● Reading text
PET Scan

What is a PET Scan?

PET stands for Positron Emission Tomography and is new technology available for detection and diagnosis of cancer including lung, breast, melanoma, lymphoma, colorectal, head and neck, ovarian, pancreatic, esophageal and other cancers.

Cancer can spread silently in the body. When symptoms appear, it may signal more advanced disease. PET exposes "silent" disease. PET allows a physician to examine large areas of the body in a single scanning session, producing images of human body functions unobtainable by other imaging techniques.  These images capture biochemical processes, such as tissue glucose metabolism, that often cannot be revealed by anatomical imaging with conventional X-ray, CT, or MRI.

PET Accredited Facility

Illinois Cancer Specialists is an ACR Accredited Facility for both PET and CT. This means our facility has met the standards for the highest level of quality and radiation safety. Our staff has been thoroughly reviewed and accredited by the American College of Radiology, a national professional organization serving radiologists, radiation oncologists, nuclear medicine physicians and medical physicists.

Patient Benefits

  • Potential reduction of invasive procedures such as biopsies or other local
  • Therapies that may not be helpful.
  • Greater peace of mind for patients and their families, knowing that this technology provides comprehensive information.  This technology also eliminates a "wait and see" approach, commonly used to monitor the patient during post-treatment.  It may be used during the actual treatment phase at times to evaluate the patient's response to therapy.
  • To evaluate the significance of changes seen on CT exams or other imaging modalities.

Relevance to Cancer

The types of cancer that are most commonly evaluated with a PET scan include: breast, esophogeal, cervical, melanoma, lymphoma, lung, colorectal, head and neck, and ovarian cancers. PET technology can help physicians answer the critical questions for many cancer patients in one exam including the following:

  • Is a lesion benign or malignant?
  • Where is the cancer? Is it spreading?
  • What is the optimal therapy?
  • Is the therapy working?
  • Is there a recurrence of cancer?

● Provided information
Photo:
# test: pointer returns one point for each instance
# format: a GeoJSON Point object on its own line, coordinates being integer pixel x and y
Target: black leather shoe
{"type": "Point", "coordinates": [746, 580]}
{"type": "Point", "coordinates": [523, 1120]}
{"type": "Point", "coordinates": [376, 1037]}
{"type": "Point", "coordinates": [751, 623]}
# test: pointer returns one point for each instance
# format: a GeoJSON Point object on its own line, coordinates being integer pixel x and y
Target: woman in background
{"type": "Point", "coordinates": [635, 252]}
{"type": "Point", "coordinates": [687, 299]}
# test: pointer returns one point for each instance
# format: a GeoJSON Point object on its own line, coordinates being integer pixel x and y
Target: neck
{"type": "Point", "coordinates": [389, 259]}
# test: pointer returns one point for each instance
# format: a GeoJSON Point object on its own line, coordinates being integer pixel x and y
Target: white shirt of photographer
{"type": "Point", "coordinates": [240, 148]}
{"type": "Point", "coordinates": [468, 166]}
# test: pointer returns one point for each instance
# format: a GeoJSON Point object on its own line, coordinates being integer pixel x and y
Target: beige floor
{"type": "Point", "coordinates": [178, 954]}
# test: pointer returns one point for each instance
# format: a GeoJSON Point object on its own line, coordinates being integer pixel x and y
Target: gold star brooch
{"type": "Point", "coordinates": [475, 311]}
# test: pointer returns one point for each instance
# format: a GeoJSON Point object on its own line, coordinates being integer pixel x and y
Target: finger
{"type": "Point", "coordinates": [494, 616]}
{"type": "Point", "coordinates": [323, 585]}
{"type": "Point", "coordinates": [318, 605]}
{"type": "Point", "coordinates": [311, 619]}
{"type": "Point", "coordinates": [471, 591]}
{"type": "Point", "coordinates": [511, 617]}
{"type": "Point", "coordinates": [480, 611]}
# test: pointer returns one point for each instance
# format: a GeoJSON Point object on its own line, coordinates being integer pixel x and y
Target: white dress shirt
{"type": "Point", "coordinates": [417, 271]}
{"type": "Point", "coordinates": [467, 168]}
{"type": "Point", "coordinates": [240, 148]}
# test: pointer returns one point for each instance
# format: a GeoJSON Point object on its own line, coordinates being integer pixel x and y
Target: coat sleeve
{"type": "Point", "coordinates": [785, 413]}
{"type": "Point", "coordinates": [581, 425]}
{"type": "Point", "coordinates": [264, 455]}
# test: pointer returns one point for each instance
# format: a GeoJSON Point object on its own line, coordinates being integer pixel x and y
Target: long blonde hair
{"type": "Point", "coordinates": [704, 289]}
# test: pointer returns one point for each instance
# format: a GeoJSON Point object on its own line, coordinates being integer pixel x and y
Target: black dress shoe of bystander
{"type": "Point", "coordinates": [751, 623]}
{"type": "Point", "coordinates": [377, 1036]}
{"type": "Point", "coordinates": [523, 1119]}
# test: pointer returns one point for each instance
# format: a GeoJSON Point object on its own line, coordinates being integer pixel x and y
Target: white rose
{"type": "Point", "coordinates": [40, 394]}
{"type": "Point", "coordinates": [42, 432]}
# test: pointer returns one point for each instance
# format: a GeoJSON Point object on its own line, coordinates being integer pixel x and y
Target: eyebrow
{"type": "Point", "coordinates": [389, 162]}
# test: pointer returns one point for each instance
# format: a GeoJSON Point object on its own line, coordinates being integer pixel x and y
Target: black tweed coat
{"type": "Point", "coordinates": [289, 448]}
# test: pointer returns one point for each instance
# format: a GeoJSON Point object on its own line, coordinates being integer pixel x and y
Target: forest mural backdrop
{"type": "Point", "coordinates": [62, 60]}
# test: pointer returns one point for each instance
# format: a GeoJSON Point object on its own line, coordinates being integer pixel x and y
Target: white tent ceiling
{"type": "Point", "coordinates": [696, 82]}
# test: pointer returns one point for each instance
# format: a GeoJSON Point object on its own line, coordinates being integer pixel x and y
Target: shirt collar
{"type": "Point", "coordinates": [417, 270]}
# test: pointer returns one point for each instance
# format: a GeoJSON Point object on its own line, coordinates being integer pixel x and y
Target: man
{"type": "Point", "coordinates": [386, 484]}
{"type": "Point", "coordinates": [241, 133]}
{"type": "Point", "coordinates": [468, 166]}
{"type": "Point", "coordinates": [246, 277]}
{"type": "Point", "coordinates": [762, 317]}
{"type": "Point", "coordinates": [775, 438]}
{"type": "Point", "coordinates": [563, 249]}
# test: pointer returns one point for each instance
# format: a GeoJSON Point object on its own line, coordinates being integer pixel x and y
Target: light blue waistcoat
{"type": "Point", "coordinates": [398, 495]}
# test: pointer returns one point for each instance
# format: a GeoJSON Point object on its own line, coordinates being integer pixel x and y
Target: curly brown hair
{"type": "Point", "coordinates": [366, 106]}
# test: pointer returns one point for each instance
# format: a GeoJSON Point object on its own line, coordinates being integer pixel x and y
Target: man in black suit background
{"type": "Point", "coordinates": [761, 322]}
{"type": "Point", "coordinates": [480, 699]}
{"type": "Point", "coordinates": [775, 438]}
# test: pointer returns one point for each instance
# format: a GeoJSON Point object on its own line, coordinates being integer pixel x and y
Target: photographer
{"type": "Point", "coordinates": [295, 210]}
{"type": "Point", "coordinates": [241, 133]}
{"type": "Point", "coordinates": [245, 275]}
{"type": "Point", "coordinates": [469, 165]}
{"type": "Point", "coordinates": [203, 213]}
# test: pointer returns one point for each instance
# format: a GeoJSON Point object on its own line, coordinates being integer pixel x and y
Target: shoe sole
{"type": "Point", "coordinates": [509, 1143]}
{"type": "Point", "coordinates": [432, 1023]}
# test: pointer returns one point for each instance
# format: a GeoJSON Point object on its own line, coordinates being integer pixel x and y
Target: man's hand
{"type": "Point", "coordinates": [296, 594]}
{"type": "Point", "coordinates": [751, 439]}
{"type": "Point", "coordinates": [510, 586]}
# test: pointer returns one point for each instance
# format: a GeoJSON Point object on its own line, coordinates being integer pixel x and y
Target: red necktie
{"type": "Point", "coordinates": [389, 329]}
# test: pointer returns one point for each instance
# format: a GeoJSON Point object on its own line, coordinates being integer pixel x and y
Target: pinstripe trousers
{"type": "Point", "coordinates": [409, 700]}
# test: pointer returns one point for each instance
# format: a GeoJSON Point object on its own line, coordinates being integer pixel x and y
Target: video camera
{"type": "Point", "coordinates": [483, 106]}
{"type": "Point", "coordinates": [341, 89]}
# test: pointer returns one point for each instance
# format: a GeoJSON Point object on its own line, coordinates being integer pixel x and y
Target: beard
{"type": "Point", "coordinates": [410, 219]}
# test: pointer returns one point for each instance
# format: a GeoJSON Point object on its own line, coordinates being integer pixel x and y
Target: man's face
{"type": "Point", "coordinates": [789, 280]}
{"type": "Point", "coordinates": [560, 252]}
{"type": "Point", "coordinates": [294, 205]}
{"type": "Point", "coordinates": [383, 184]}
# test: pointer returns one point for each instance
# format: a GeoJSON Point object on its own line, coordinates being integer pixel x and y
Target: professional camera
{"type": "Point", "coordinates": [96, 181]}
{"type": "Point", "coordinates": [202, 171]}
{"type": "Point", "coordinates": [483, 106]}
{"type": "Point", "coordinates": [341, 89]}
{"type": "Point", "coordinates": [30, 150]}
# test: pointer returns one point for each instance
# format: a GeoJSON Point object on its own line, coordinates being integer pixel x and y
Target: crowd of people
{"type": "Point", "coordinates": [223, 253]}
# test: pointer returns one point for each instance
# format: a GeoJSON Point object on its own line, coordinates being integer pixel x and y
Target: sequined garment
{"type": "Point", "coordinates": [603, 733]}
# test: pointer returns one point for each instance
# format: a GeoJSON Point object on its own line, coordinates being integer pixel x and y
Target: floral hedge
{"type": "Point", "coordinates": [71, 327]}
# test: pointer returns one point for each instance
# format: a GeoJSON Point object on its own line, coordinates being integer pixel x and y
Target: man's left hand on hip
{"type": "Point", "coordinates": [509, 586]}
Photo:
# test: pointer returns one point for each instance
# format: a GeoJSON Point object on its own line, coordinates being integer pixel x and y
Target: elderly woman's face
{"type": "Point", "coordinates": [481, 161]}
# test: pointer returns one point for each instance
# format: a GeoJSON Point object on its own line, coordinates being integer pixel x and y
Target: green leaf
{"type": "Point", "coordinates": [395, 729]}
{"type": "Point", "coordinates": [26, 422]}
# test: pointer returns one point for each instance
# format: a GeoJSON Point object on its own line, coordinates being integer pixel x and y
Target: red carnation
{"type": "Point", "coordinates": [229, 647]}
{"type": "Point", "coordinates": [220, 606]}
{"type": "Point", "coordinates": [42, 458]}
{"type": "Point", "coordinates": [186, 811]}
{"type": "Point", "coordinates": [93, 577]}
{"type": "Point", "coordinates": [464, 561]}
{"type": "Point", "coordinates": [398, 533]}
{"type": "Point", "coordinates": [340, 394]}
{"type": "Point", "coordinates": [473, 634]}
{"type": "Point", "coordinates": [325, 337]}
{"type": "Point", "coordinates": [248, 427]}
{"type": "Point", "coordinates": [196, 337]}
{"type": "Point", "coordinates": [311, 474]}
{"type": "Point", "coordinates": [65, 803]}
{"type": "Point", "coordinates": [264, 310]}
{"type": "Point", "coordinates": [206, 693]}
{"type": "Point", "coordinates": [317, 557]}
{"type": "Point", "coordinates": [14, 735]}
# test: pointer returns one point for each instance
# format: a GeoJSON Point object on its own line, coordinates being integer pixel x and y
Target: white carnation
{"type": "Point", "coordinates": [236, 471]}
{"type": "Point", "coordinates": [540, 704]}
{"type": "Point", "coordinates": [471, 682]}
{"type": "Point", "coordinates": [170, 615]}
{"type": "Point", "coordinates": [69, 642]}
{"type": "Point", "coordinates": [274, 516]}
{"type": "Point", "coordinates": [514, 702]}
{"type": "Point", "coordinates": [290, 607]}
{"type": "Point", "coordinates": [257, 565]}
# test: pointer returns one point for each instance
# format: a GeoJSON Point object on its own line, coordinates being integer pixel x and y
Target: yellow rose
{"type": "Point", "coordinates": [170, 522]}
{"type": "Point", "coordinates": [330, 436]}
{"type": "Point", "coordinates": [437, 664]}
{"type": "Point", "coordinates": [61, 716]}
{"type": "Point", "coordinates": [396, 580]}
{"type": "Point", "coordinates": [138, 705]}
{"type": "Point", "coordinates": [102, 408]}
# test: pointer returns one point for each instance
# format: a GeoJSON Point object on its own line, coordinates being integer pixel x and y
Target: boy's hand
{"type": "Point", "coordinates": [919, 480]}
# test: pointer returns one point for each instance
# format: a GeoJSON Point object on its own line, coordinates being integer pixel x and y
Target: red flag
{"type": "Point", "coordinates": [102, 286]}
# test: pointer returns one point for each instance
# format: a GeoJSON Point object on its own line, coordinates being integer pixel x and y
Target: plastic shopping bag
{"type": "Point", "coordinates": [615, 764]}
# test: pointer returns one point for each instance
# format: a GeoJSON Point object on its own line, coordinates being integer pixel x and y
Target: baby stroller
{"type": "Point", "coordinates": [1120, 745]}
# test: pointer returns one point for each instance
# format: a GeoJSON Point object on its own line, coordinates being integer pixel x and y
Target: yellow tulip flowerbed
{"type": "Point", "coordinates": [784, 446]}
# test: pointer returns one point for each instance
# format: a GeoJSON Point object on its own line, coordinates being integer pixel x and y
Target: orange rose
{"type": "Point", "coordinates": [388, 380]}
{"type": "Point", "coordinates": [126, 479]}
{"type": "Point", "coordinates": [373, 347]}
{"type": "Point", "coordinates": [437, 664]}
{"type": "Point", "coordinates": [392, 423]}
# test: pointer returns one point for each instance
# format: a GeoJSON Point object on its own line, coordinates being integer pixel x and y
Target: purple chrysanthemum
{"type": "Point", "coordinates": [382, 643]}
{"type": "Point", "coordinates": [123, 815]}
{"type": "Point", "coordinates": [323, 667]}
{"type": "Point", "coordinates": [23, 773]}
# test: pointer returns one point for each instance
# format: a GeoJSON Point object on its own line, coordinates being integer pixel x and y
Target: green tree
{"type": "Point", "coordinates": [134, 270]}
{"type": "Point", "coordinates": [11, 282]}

● Problems and tasks
(1) List the groups that the PET scan page says the American College of Radiology serves.
(2) According to the PET scan page, what does PET stand for?
The data above is separate material with no connection to the PET scan page.

● Completed exercise
(1) Radiologists, radiation oncologists, nuclear medicine physicians, and medical physicists.

(2) Positron Emission Tomography.